* _Task statement_
Repeat all of the records verbatim.

* _The records_
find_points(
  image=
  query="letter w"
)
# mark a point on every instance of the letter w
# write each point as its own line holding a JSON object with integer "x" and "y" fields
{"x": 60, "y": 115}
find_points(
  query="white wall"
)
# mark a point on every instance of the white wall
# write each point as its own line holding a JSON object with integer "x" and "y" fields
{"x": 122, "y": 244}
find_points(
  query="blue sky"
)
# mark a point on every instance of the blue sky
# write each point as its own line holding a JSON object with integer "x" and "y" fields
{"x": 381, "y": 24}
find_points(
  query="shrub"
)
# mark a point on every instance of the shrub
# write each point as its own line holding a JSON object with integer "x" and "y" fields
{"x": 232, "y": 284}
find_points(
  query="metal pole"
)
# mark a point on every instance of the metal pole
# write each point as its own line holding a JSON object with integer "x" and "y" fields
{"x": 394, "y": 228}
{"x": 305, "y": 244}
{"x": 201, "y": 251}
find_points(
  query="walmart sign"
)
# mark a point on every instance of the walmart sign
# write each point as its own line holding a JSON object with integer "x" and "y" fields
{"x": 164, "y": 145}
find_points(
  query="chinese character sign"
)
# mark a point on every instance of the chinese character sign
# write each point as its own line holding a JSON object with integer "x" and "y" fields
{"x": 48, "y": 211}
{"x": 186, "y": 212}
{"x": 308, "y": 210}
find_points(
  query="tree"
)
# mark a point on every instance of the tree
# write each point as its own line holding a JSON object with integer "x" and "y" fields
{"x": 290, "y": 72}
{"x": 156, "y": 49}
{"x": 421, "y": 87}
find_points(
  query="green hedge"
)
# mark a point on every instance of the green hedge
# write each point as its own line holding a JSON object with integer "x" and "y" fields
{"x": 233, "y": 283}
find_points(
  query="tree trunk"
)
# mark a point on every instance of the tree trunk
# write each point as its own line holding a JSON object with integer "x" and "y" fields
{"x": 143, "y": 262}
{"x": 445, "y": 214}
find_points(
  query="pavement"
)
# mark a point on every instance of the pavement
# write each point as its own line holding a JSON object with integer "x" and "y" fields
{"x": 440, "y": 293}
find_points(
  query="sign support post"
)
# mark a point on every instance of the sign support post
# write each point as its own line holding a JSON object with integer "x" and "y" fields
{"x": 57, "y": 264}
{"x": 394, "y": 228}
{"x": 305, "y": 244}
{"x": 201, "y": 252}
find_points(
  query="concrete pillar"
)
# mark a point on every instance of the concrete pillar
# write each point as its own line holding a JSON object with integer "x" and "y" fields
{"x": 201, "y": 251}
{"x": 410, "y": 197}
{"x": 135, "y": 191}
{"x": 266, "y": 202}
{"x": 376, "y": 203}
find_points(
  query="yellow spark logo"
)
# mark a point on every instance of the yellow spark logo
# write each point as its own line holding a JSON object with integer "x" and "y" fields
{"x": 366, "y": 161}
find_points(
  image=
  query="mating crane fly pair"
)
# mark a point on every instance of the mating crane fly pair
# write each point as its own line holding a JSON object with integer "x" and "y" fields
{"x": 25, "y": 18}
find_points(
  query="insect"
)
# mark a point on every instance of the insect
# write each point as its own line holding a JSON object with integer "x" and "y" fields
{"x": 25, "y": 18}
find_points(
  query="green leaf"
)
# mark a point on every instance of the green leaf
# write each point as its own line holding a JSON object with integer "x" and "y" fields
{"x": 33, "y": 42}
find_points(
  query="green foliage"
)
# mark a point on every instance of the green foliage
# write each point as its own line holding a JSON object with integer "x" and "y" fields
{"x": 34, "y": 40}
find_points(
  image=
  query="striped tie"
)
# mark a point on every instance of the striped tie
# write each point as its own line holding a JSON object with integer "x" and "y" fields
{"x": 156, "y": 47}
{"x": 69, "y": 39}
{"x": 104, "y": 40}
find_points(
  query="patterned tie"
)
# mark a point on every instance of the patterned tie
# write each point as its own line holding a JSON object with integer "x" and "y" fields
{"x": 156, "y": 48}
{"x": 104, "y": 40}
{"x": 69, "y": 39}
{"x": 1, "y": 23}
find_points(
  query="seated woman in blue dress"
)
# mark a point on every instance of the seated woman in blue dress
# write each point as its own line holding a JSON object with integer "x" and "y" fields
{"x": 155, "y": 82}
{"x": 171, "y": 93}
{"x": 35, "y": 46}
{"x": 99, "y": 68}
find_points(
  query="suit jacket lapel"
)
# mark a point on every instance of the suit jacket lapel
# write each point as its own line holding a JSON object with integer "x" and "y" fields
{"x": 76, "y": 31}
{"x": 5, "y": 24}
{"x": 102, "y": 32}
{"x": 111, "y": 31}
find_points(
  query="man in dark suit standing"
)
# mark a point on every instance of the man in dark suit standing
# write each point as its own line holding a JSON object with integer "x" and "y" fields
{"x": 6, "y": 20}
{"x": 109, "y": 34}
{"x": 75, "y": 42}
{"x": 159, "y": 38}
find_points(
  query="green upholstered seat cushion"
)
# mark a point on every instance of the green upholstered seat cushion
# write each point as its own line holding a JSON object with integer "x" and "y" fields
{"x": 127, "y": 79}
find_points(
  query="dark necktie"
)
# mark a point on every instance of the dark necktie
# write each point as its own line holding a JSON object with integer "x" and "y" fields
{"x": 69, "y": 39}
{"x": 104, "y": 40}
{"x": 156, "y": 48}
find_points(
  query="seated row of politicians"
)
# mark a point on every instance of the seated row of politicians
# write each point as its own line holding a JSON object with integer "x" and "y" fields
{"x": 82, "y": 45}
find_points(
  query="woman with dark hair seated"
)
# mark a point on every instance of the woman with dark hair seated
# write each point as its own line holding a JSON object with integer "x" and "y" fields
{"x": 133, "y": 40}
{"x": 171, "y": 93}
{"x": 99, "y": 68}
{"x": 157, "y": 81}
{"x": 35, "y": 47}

* _Exercise answer_
find_points(
  image=
  query="letter w"
)
# mark a point on every instance of the letter w
# write each point as its own line holding a JSON object with integer "x" and "y" fields
{"x": 60, "y": 115}
find_points(
  query="white wall"
)
# mark a point on every instance of the white wall
# write each point as its own line holding a JSON object with integer "x" and "y" fields
{"x": 122, "y": 244}
find_points(
  query="blue sky"
)
# mark a point on every instance of the blue sky
# write each point as its own line holding a JSON object with integer "x" and "y" fields
{"x": 381, "y": 24}
find_points(
  query="shrub"
)
# mark a point on every instance of the shrub
# write each point as its own line holding a JSON object with integer "x" and "y" fields
{"x": 232, "y": 284}
find_points(
  query="metal pole"
)
# mark a point on every instance of the metal pole
# write each point as its own line holding a JSON object with integer "x" and "y" fields
{"x": 394, "y": 228}
{"x": 305, "y": 244}
{"x": 201, "y": 251}
find_points(
  query="walmart sign"
)
# mark a point on every instance of the walmart sign
# write each point as its own line holding a JSON object with integer "x" and "y" fields
{"x": 164, "y": 145}
find_points(
  query="chinese character sign"
)
# mark a point on every instance of the chinese character sign
# write each point as its own line holding a JSON object with integer "x" and "y" fields
{"x": 48, "y": 211}
{"x": 186, "y": 212}
{"x": 308, "y": 210}
find_points(
  query="tree"
)
# mark a point on every instance of the tree
# write each point as its own line holding a JSON object with integer "x" and "y" fields
{"x": 290, "y": 72}
{"x": 156, "y": 49}
{"x": 421, "y": 87}
find_points(
  query="green hedge"
)
# mark a point on every instance of the green hedge
# write each point as its own line holding a JSON object with integer "x" and "y" fields
{"x": 233, "y": 283}
find_points(
  query="tree trunk"
)
# mark a point on every instance of the tree trunk
# write each point as its own line holding a JSON object with integer "x" and "y" fields
{"x": 143, "y": 262}
{"x": 445, "y": 214}
find_points(
  query="pavement"
)
# mark a point on every instance of the pavement
# write each point as its own line holding a JSON object with integer "x" and "y" fields
{"x": 440, "y": 293}
find_points(
  query="sign support post"
)
# mark a point on every instance of the sign support post
# write each point as its own line holding a JSON object with integer "x" and "y" fields
{"x": 57, "y": 264}
{"x": 394, "y": 228}
{"x": 305, "y": 244}
{"x": 201, "y": 252}
find_points(
  query="concrete pillar"
)
# mark a point on every instance of the concrete pillar
# write each point as its own line holding a JSON object with integer "x" and "y" fields
{"x": 201, "y": 251}
{"x": 410, "y": 197}
{"x": 135, "y": 191}
{"x": 266, "y": 202}
{"x": 376, "y": 203}
find_points(
  query="yellow spark logo"
)
# mark a point on every instance of the yellow spark logo
# write each point as its own line holding a JSON object with integer "x" and "y" fields
{"x": 366, "y": 161}
find_points(
  image=
  query="mating crane fly pair"
)
# mark a point on every instance of the mating crane fly pair
# write each point as its own line holding a JSON object with integer "x" and "y" fields
{"x": 25, "y": 18}
find_points(
  query="insect"
)
# mark a point on every instance of the insect
# write each point as its own line holding a JSON object with integer "x" and "y" fields
{"x": 25, "y": 18}
find_points(
  query="green leaf"
)
# mark a point on every instance of the green leaf
# write each point as its own line holding a JSON object with integer "x" and "y" fields
{"x": 33, "y": 42}
find_points(
  query="green foliage"
)
# mark a point on every instance of the green foliage
# write each point as its own line holding a JSON object with integer "x" and "y" fields
{"x": 34, "y": 40}
find_points(
  image=
  query="striped tie"
)
# mark a point on every instance of the striped tie
# write each point as its own line holding a JSON object with integer "x" and "y" fields
{"x": 156, "y": 47}
{"x": 69, "y": 39}
{"x": 104, "y": 40}
find_points(
  query="patterned tie"
)
# mark a point on every instance of the patterned tie
# write each point as its own line holding a JSON object with integer "x" and "y" fields
{"x": 156, "y": 48}
{"x": 104, "y": 40}
{"x": 69, "y": 39}
{"x": 1, "y": 23}
find_points(
  query="seated woman in blue dress"
)
# mark a point on every instance of the seated woman in blue dress
# write each point as its own line holding a JSON object with integer "x" and "y" fields
{"x": 155, "y": 82}
{"x": 171, "y": 93}
{"x": 35, "y": 46}
{"x": 99, "y": 68}
find_points(
  query="suit jacket lapel"
)
# mark a point on every instance of the suit jacket lapel
# write each point as its own line holding a JSON object with integer "x" and "y" fields
{"x": 76, "y": 31}
{"x": 5, "y": 24}
{"x": 102, "y": 32}
{"x": 111, "y": 31}
find_points(
  query="man in dark suit standing"
)
# mark a point on every instance of the man in dark suit standing
# write each point as its own line holding a JSON object with integer "x" and "y" fields
{"x": 6, "y": 20}
{"x": 109, "y": 34}
{"x": 75, "y": 42}
{"x": 159, "y": 38}
find_points(
  query="green upholstered seat cushion"
)
# mark a point on every instance of the green upholstered seat cushion
# write each point as its own line holding a JSON object with integer "x" and "y" fields
{"x": 127, "y": 79}
find_points(
  query="dark necktie"
)
# mark a point on every instance of the dark necktie
# write each point as its own line holding a JSON object with integer "x" and "y" fields
{"x": 69, "y": 39}
{"x": 104, "y": 40}
{"x": 156, "y": 48}
find_points(
  query="seated row of politicians"
)
# mark a point on every instance of the seated row of politicians
# write each point as its own line holding a JSON object with integer "x" and "y" fields
{"x": 82, "y": 45}
find_points(
  query="woman with dark hair seated"
)
# mark a point on every instance of the woman with dark hair seated
# write each point as its own line holding a JSON object with integer "x" and "y" fields
{"x": 133, "y": 40}
{"x": 171, "y": 93}
{"x": 99, "y": 68}
{"x": 157, "y": 81}
{"x": 35, "y": 47}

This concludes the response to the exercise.